# START OF Record extracts

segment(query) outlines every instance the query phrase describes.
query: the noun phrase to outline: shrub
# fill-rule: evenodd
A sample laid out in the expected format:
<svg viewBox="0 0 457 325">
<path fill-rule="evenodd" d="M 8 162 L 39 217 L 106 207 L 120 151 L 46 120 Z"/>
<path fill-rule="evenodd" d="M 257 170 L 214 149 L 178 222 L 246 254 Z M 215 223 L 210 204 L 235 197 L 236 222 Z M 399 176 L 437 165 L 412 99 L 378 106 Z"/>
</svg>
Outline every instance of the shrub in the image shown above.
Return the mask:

# END OF Record extracts

» **Exercise objective**
Edit the listing so that every "shrub" becomes "hedge", and leave all other text unchanged.

» **Output of the exercise**
segment(query) outlines every instance the query phrase describes.
query: the noun phrase to outline: hedge
# fill-rule: evenodd
A sample laid out in the expected format:
<svg viewBox="0 0 457 325">
<path fill-rule="evenodd" d="M 8 162 L 39 217 L 106 207 L 120 151 L 46 120 Z"/>
<path fill-rule="evenodd" d="M 257 170 L 214 149 L 178 222 L 246 254 Z M 215 223 L 210 204 L 235 197 L 236 222 Z M 399 176 L 437 165 L 412 99 L 378 106 Z"/>
</svg>
Outline every instance of the hedge in the image shown above.
Return the mask:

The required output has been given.